Rows from a box-labeling dataset:
──────
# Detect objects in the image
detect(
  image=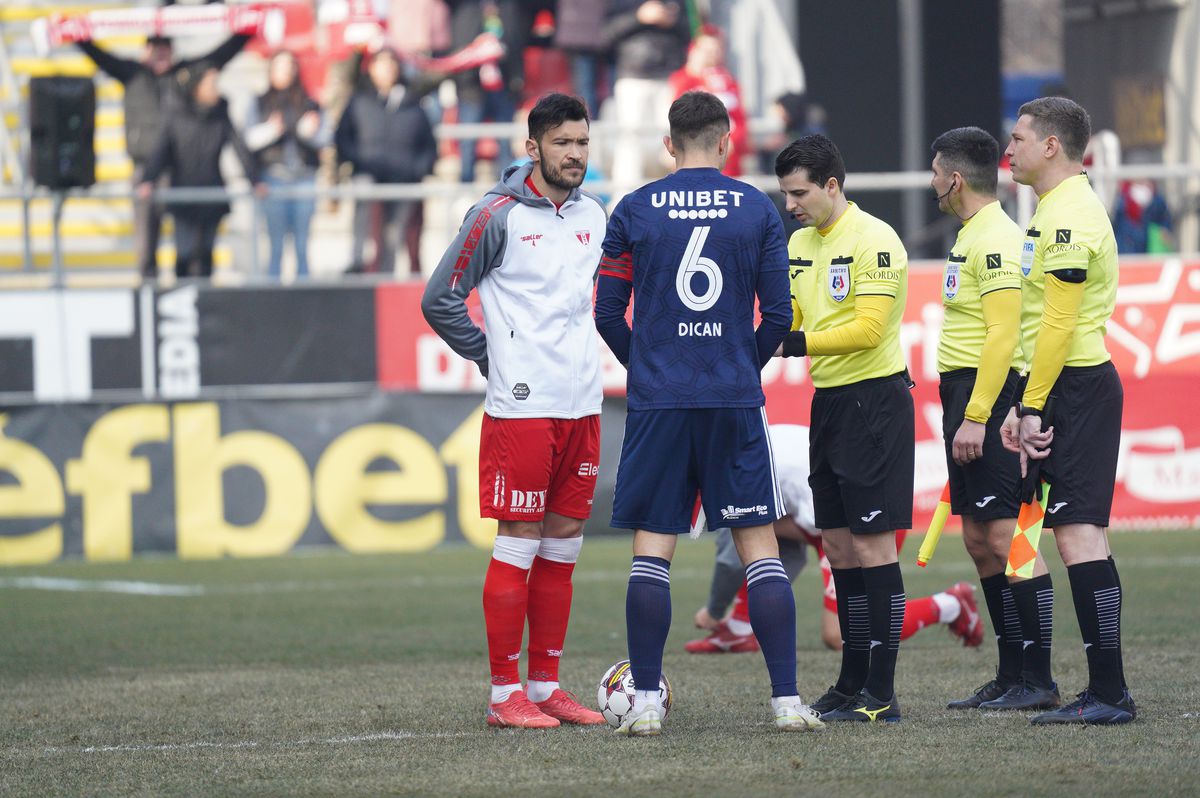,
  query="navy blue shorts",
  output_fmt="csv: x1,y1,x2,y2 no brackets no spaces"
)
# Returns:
──────
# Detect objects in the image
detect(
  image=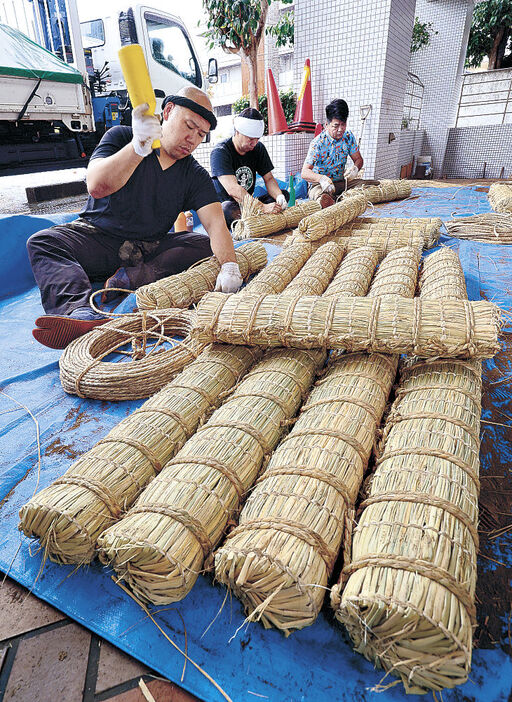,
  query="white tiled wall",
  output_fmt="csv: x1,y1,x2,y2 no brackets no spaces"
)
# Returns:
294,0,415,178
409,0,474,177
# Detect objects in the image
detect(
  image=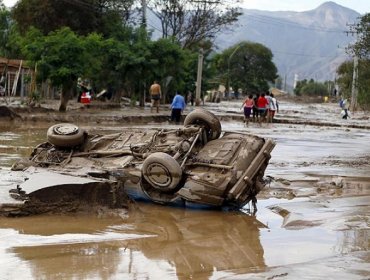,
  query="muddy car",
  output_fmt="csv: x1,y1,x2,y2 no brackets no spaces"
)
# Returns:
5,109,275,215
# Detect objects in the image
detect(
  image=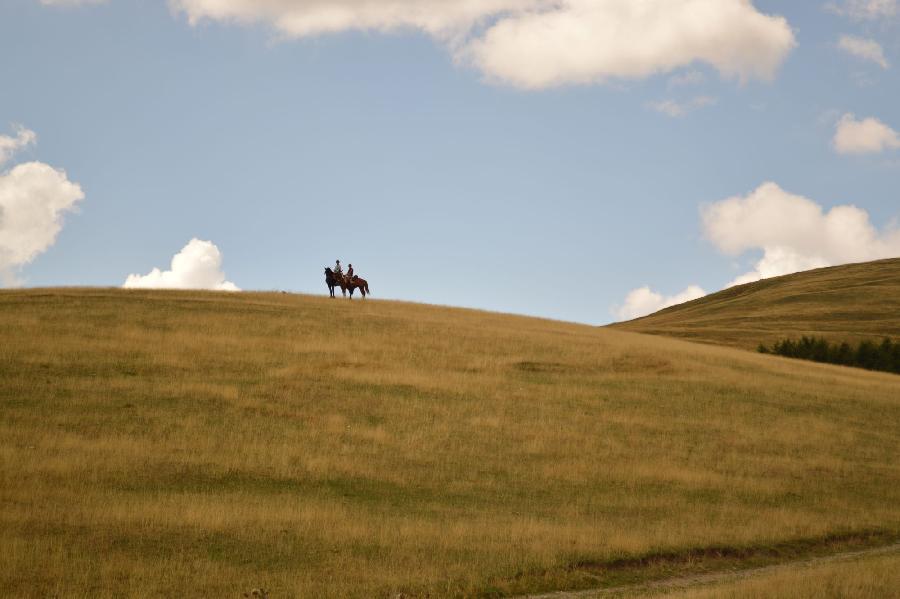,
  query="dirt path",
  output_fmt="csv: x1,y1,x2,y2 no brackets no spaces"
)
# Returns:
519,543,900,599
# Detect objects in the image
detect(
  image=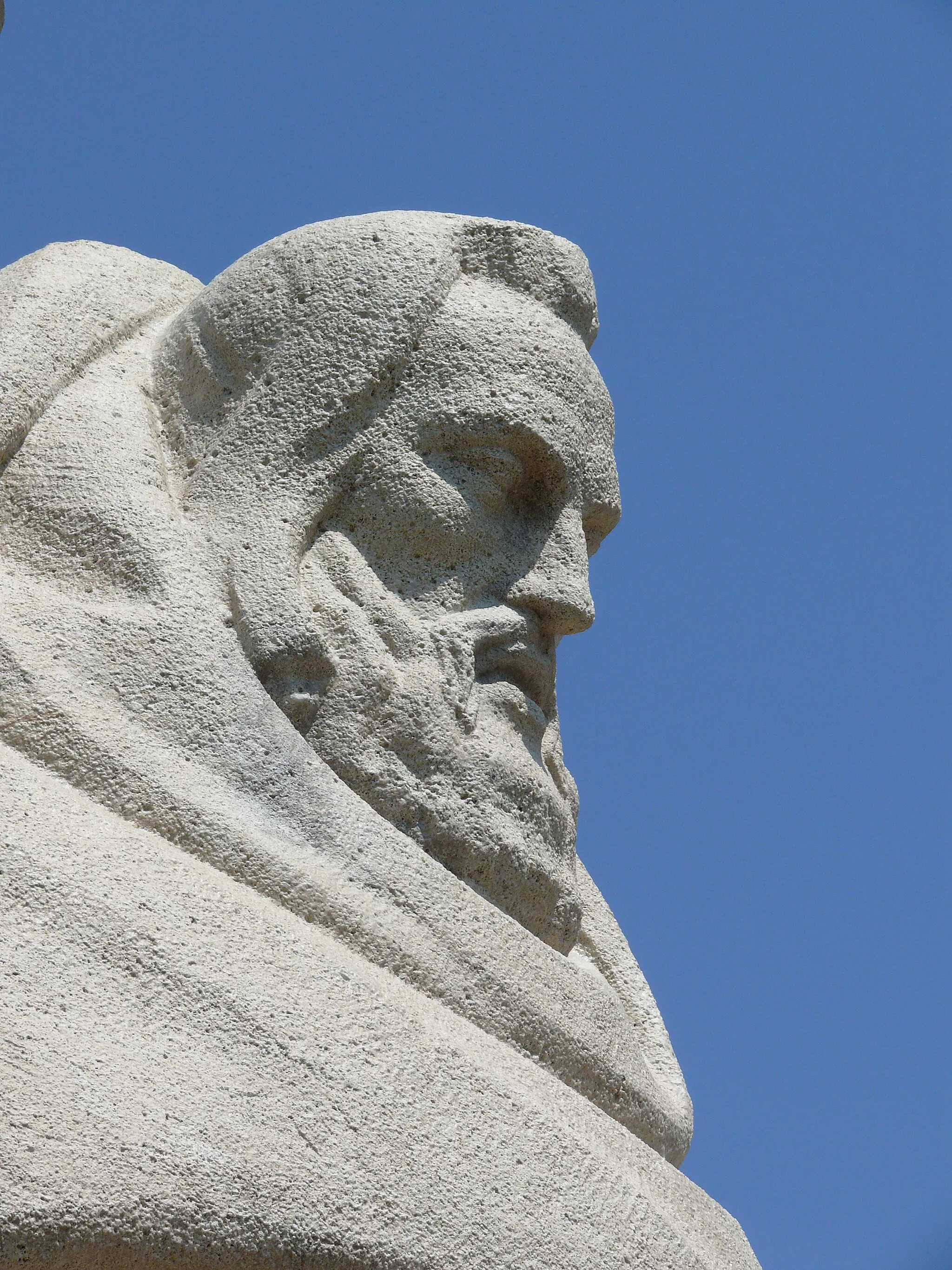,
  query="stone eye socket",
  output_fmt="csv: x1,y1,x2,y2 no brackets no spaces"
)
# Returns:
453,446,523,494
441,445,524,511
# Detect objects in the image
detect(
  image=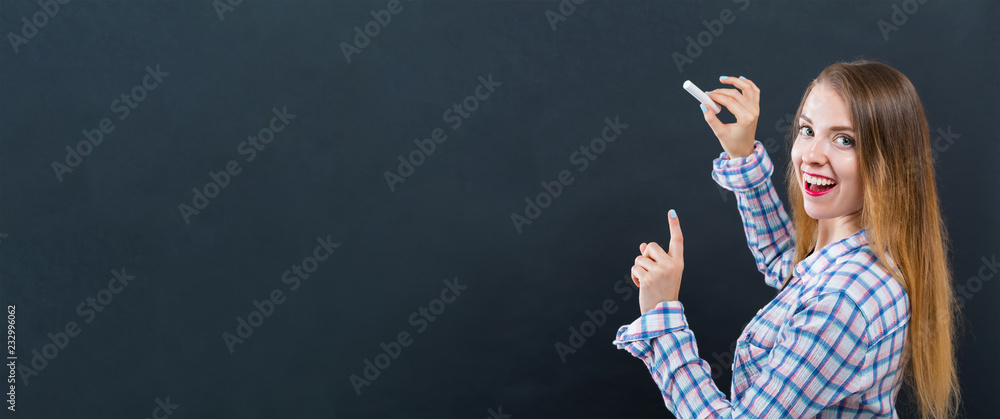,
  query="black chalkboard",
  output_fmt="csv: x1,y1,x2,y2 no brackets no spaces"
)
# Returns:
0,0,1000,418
──────
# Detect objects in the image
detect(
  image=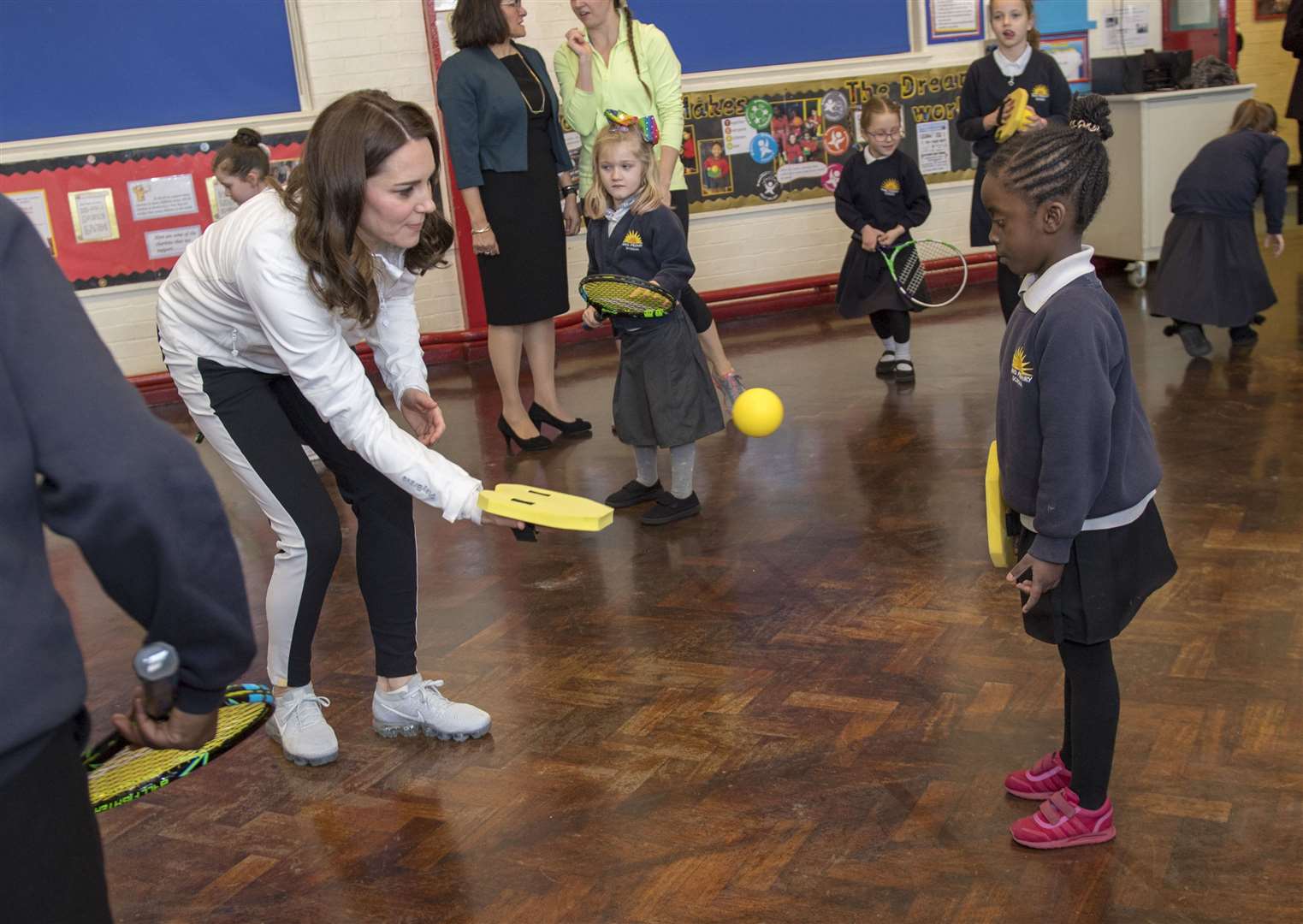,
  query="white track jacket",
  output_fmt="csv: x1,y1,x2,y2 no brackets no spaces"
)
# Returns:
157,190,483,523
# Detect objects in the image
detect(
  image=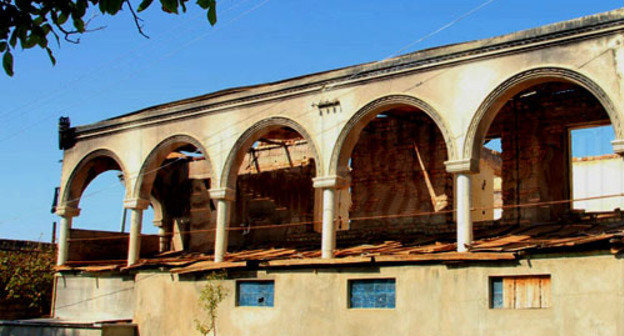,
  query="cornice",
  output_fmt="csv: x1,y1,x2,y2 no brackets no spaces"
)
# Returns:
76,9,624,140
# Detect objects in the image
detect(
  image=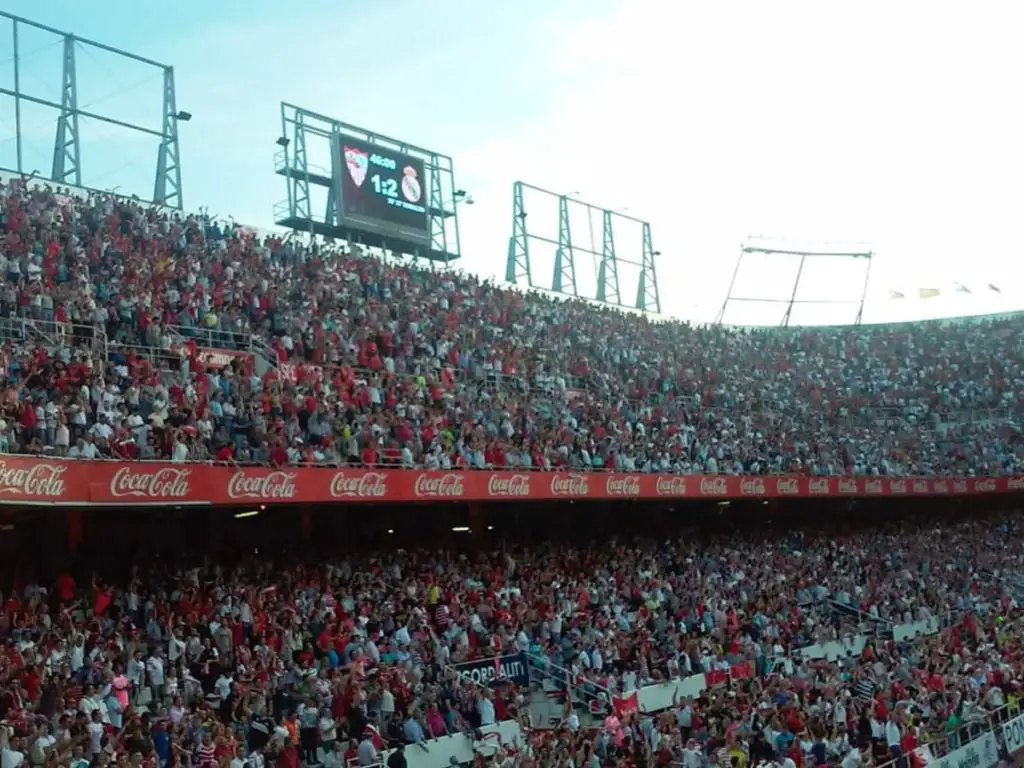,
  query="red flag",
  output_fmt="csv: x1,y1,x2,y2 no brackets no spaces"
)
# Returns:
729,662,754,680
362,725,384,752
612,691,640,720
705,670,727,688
──────
▸ The request:
Identify each line of the data that contains the string "white" and copy those lines.

▸ In response:
  query="white tiled wall",
  query="white track jacket",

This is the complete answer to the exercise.